→ Material provided
══════════════════════════════

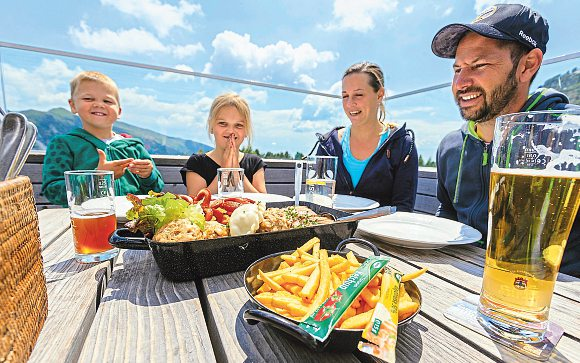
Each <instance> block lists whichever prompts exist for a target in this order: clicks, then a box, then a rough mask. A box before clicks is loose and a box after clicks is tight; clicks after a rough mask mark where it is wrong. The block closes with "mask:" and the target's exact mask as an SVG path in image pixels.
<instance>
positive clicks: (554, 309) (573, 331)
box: [378, 243, 580, 337]
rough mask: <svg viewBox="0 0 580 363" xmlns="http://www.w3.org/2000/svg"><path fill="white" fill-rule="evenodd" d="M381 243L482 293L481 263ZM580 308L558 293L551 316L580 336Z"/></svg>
mask: <svg viewBox="0 0 580 363" xmlns="http://www.w3.org/2000/svg"><path fill="white" fill-rule="evenodd" d="M378 246H379V247H380V249H381V250H382V251H385V252H387V253H389V254H391V255H393V256H396V257H398V258H400V259H403V260H406V261H407V262H409V263H411V264H413V265H415V266H422V267H428V268H429V273H430V274H433V275H436V276H437V277H438V278H440V279H442V280H446V281H449V282H451V283H452V284H455V285H456V286H461V287H462V288H463V289H465V290H466V291H469V292H471V293H474V294H479V293H480V291H481V283H482V276H483V267H481V266H479V265H475V264H473V263H471V262H466V261H464V260H461V259H459V258H456V257H454V256H450V255H448V254H445V253H442V252H441V251H439V250H417V249H410V248H403V247H397V246H392V245H388V244H386V243H381V244H378ZM457 247H459V246H457ZM481 253H483V250H482V252H481ZM578 308H579V304H578V303H577V302H575V301H573V300H570V299H568V298H565V297H562V296H560V295H556V294H555V295H554V296H553V298H552V305H551V308H550V319H551V320H553V321H554V322H556V323H558V324H559V325H560V326H562V327H563V328H564V331H565V332H566V334H568V335H569V336H572V337H580V314H572V315H571V314H570V312H571V311H575V310H574V309H578Z"/></svg>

══════════════════════════════

→ Your assignment
Please output each line above exactly and omit all images.

→ Result of the task
Each <instance> block lists whichever prompts exist for a target in this order: clicks, then a box, then a rough mask. A box before clicks is loose and a box after clicks is tight; clicks after a rough mask mark where it is wrong. The block closes with "mask:" and the target's exact mask as an SVG path in image pixels.
<instance>
positive clicks: (554, 309) (573, 331)
box: [378, 243, 580, 337]
rough mask: <svg viewBox="0 0 580 363" xmlns="http://www.w3.org/2000/svg"><path fill="white" fill-rule="evenodd" d="M381 243L482 293L481 263ZM580 308L558 293L551 316L580 336Z"/></svg>
mask: <svg viewBox="0 0 580 363" xmlns="http://www.w3.org/2000/svg"><path fill="white" fill-rule="evenodd" d="M378 246H379V247H380V249H381V250H382V251H385V252H387V253H389V254H391V255H393V256H396V257H398V258H400V259H403V260H406V261H407V262H409V263H411V264H413V265H415V266H422V267H428V268H429V273H430V274H433V275H436V276H437V277H438V278H440V279H442V280H446V281H449V282H451V283H452V284H455V285H456V286H461V287H462V288H463V289H465V290H466V291H469V292H471V293H474V294H479V293H480V291H481V283H482V276H483V267H481V266H479V265H475V264H473V263H471V262H466V261H464V260H461V259H459V258H456V257H454V256H450V255H448V254H445V253H442V252H441V251H439V250H417V249H410V248H403V247H397V246H392V245H388V244H386V243H381V244H378ZM457 247H459V246H457ZM481 253H483V250H482V252H481ZM578 308H579V304H578V303H577V302H575V301H573V300H570V299H568V298H565V297H562V296H560V295H556V294H555V295H554V296H553V298H552V305H551V308H550V319H551V320H553V321H554V322H556V323H558V324H559V325H560V326H562V327H563V328H564V331H565V332H566V334H568V335H569V336H572V337H580V314H572V315H571V314H570V312H571V311H575V310H574V309H578Z"/></svg>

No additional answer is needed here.